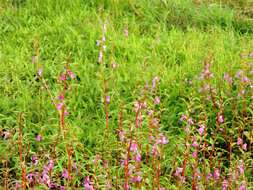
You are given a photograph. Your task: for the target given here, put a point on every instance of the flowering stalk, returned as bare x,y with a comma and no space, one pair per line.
20,147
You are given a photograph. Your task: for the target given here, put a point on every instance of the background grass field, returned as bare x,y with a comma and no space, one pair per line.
169,39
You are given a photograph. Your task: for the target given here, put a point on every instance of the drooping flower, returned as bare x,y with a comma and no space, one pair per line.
87,184
122,135
195,154
50,164
100,57
225,184
133,147
239,141
71,74
136,179
157,100
126,32
107,99
244,146
63,77
228,78
138,157
216,174
195,144
220,118
38,138
201,129
61,97
190,121
162,140
209,176
243,186
241,167
178,171
154,150
154,82
18,185
114,65
66,174
183,118
59,106
35,159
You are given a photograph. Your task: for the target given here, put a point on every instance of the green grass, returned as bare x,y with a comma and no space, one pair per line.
167,38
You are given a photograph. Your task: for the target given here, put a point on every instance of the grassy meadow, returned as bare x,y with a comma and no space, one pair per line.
126,94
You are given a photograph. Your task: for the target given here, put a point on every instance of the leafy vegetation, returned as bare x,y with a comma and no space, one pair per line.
111,94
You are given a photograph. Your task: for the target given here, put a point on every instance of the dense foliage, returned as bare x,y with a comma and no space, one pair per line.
117,94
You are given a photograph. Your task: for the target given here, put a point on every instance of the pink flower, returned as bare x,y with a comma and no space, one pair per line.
225,185
239,74
40,71
87,184
241,167
155,122
65,174
178,171
96,159
59,106
154,81
30,178
243,186
195,154
63,77
157,100
38,138
18,185
239,141
137,106
220,118
121,135
107,99
228,78
216,174
6,134
50,164
162,140
209,176
136,179
133,147
195,144
61,97
201,129
71,74
138,157
126,32
35,159
100,57
114,65
190,121
183,118
154,150
244,146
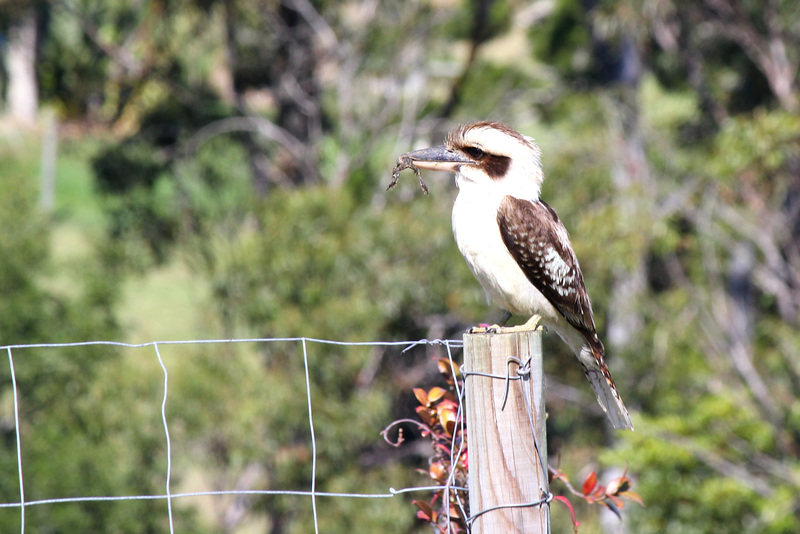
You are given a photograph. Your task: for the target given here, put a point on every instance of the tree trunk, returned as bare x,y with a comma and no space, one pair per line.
22,98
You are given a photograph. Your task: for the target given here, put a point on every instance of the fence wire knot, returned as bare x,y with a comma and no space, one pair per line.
523,373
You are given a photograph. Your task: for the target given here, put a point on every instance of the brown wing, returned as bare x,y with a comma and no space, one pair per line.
540,244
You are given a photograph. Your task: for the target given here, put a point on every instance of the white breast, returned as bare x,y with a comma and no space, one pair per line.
478,237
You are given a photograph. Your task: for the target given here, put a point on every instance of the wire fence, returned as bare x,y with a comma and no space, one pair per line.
169,496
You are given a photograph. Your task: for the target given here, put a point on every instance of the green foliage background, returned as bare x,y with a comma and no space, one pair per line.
221,173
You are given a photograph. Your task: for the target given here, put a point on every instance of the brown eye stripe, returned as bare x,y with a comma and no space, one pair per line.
495,166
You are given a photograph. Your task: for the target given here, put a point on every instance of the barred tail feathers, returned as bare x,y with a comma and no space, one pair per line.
603,385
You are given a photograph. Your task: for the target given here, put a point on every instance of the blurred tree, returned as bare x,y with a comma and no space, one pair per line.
19,22
80,435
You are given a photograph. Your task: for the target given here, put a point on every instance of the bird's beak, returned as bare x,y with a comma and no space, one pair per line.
438,158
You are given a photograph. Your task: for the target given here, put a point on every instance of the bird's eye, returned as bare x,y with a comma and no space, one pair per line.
474,152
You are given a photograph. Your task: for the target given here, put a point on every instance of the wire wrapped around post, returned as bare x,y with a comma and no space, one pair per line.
504,389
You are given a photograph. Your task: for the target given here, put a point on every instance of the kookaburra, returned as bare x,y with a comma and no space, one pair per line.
515,244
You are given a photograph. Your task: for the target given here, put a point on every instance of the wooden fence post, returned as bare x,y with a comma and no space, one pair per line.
504,465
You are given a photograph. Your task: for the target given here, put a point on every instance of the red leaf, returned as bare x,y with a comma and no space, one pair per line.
589,483
632,496
435,394
565,501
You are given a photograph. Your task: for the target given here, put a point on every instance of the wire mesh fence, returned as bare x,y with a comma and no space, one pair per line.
26,461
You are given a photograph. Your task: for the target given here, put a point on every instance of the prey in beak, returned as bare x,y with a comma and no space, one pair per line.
438,158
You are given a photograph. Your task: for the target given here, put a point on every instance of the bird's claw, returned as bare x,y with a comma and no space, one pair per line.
405,162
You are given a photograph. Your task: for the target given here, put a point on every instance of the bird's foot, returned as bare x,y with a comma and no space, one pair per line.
484,328
529,326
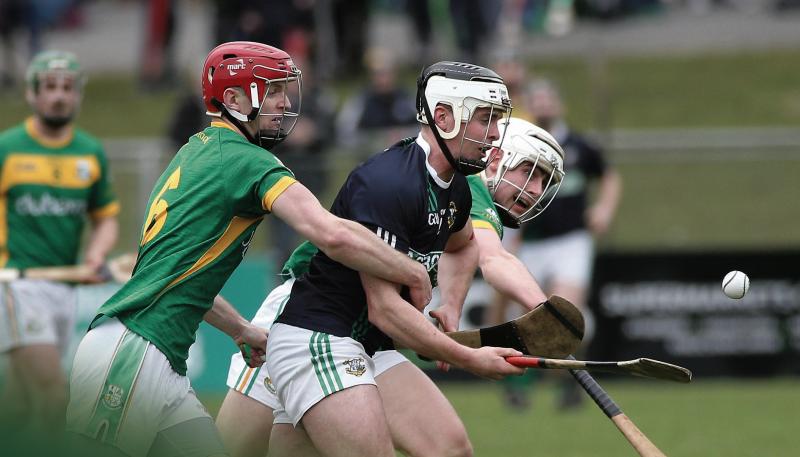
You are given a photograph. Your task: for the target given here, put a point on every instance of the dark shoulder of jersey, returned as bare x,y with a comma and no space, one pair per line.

◆ WRITTEN EXERCISE:
Write out each entry exactly as given, but skip the pictures.

◆ ANSWER TO THIS EXERCISE:
You are given a photograph. Your task: for the target given here, put a point on every instance of the flowering stalk, returned as bare x,y with a comma and no space, one pair per line.
20,147
You are given a photograph. Your task: for the target given here, put a point on every instance of the background grass field, returned as bare x,y with a comma and no space, one pair per line.
169,39
You are given a photograph. Your task: for the target given here, put a point on every instance of the drooping flower, returned as bare x,y with a comma and no space, one pair per line.
87,184
122,135
195,154
50,164
100,57
225,184
133,147
239,141
71,74
136,179
157,100
126,32
107,99
244,146
63,77
228,78
138,157
216,174
195,144
220,118
38,138
201,129
61,97
190,121
162,140
209,176
243,186
241,167
178,171
154,150
154,82
18,185
114,65
66,174
183,118
59,106
35,159
You are given a photograph. Your task: for the target given here, put a point on every instance of the green grass, returned as bare x,y with a comma and no space, one pair per line.
167,38
You are given a photograph. Your task: for the target given here, put a point on every instance of the grassy meadow, returned as bare x,y with a comma and no space, one pair per line.
126,94
You are given a photograph. Your task: for the target given here, put a point on every instance of the leafy vegetation, returned as bare x,y with a comma and no space, one pair per line.
111,94
You are given a photograph. Your task: for the target given here, put a point on every instance of the dense foliage, returned as bare x,y with a comma and no space, one pair per line.
117,94
You are given a photograph. Your task: for the target given here, put a point on every instance of the pink flower, returned as bare x,y with a comma and no space, one pair per line.
225,185
239,74
40,71
87,184
241,167
155,122
65,174
178,171
96,159
59,106
154,81
30,178
243,186
195,154
63,77
157,100
38,138
18,185
239,141
137,106
220,118
121,135
107,99
228,78
216,174
6,134
50,164
162,140
209,176
136,179
133,147
195,144
61,97
201,129
71,74
138,157
126,32
35,159
100,57
114,65
190,121
183,118
154,150
244,146
You are given a photograph. Your task: for the target given here, put a point on every instance of the tree trunk, returned as bare x,y with a comma and no space, one pair per line.
22,98
You are given a photograph. Your task: for the target given here, put a point on every instance of the fence wire knot, returned as bare x,y with a comma and no space, one pair per line.
523,373
You are given a photograph. Your task: for the target given here, put a point on every instance of the brown wing, returned as bare x,y with a comma and no space, one pair per line.
540,244
You are given a photograph. Your task: for the target given here, put a point on every instance of the white breast, returned as bare x,y with a comma and no space, one pair per line.
478,237
You are given a photograph. Your task: for the target given here, put a point on every instance of the wire fence, returned as bare x,y with a comma and no space, one pair per line.
169,496
You are given a photograph. Your task: for the target given here, put a point on every instance of the green foliage background, returned as bare x,y with a comma and no space, one pair per line.
221,173
You are given a photograph. Your task: for the target given here, put a point on every instance of the brown eye stripe, returned as bare x,y with a comma and no space, one pair per line.
495,166
You are given a photograph. Your task: for the target given here, put a point on every instance of the barred tail feathers, returned as bare x,y with a comma and no space, one pair per line.
603,385
You are given a photograph. Your task: for the target given here, put a point on every instance of the blurred tree, returned as bare x,y with a comma and no space, one pair per line.
19,22
80,435
You are given a photograph. Your task: for the target given here, put a point on every instance of the bird's beak, returned as bare x,y with a comma and no space, one pair per line.
438,158
You are given a photograph. Your task: for the target given here, put a point on every instance of the bird's eye, returned as bare x,y with a comma and no space, one pair per line.
474,152
You are given a photograph. Your task: for the target given here, put a point on every instance of the wire wrapped around post, returned as bare x,y with a comma and no space, one pair per line.
504,389
You are given a photograph. Your task: for the target given here, put a point on every instance of the kookaburra, returned as bare x,y with a comma and no space, one pair per line.
515,244
You are given a photograph. Your task: for the target given here, put a point on every instance of the wooden fence post, returned as bare x,y with a comma and no space, one pair per line.
504,465
You are given a photograph. Your task: for the target given here, put a point on every instance of the red leaf, returned as bare x,y with a comma and no space, one pair per line.
589,483
632,496
435,394
565,501
You are given a photograph. Your task: for the target given here, put a point on every instance of the wire mesh fence, returned as bare x,y with a comma and no space, one pair per line.
26,461
You are given a photograph. Your task: for the target given here, put a point on every instance of the prey in beak, returned as bare x,y with a comma and no space, one pair per line.
438,158
You are given a photograph. Your task: for the target given here, put a point on every instance of the bird's claw, returned as bare x,y with a comma and no space, one pair per line.
405,162
You are given a photograph. Your task: for the target given here, put a point on every instance of the bird's foot, returned as bare x,y with a comma and no space, one pair per line.
484,328
529,326
You are given a photograph. Your task: for the target given here, put a point on every instance of the dark shoulder of jersey, returned as bare x,y with a comma and no space, one pair per line.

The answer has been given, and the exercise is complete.